EXERCISE PROMPT:
Copy the data from the line that contains "Q: Point out each instance of the upper" to its last line, exactly, including both of those lines and leaving out everything before.
**********
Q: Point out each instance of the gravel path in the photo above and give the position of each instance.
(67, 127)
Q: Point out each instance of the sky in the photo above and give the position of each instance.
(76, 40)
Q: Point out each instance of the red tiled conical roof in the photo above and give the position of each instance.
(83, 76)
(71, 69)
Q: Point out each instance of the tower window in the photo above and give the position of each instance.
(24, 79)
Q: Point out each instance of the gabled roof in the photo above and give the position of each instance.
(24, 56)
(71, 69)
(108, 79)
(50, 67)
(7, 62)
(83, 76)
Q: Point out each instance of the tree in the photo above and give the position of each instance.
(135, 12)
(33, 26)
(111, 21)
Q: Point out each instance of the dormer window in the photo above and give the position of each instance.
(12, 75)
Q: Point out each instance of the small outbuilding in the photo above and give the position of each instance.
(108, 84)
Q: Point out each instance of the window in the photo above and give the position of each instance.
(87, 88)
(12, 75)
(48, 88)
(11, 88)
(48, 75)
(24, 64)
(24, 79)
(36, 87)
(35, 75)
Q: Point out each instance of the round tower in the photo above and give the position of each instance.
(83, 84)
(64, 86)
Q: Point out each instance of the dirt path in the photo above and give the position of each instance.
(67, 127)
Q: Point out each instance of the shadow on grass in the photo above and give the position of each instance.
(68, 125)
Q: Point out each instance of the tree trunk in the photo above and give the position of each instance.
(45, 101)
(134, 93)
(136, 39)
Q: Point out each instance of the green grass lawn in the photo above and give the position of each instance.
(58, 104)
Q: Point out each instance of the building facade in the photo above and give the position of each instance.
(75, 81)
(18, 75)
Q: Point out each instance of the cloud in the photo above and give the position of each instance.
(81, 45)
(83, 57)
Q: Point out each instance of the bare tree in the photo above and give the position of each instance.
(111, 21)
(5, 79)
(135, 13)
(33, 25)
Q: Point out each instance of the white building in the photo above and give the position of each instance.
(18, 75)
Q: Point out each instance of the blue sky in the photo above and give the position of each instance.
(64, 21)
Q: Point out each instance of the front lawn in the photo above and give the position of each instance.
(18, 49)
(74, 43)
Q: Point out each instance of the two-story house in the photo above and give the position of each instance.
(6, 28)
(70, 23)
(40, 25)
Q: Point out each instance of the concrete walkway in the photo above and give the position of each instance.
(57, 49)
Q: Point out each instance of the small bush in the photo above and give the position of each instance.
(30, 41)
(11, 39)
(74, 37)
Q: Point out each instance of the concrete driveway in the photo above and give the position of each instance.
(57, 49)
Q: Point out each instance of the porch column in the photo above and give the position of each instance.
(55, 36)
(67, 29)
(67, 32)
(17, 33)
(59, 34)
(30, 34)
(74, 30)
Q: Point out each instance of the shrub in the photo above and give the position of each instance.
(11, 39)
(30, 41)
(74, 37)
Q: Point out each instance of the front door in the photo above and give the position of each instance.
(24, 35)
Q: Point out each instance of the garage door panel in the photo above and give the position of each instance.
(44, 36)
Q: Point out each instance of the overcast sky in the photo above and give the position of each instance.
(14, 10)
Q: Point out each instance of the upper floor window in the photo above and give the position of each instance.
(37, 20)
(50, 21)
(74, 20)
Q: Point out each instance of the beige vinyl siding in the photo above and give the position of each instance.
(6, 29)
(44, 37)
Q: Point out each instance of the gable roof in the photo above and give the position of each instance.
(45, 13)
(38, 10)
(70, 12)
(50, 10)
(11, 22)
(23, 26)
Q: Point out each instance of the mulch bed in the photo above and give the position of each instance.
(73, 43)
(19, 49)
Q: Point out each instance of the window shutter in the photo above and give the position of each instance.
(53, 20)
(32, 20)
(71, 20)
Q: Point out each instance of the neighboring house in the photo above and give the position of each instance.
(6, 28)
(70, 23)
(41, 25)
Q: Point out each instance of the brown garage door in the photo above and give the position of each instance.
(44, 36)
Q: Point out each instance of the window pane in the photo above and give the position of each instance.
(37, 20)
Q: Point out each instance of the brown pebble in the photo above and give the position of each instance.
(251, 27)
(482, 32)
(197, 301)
**********
TASK ANSWER:
Q: Point out each instance of the upper floor window in the photo above and give the position of each instance.
(37, 20)
(50, 21)
(74, 20)
Q: Point out each instance of the beige vinyl siding in the photo above and give the position of each instance.
(6, 29)
(44, 37)
Q: Point out each instance of the gable roof in the photo above and give the position of each instance.
(45, 13)
(38, 10)
(70, 12)
(50, 10)
(11, 22)
(23, 26)
Q: Point out each instance of the mulch bed in the photo above and give the position of each instance.
(73, 43)
(19, 49)
Q: Point out each instance of the window shutter in the photo above and give the position of each instance.
(53, 20)
(32, 20)
(71, 20)
Q: Point out each instance of the neighboring house in the photo above and give the position of each instance.
(6, 28)
(70, 23)
(41, 25)
Q: Point out each instance of the brown garage door in the photo above and give the position of each instance.
(44, 36)
Q: Point out each instance of the window pane in the photo above and give the position of each instance.
(37, 20)
Q: Point out each instance of the brown pebble in the photo above and give the position of each instance.
(251, 27)
(482, 32)
(197, 301)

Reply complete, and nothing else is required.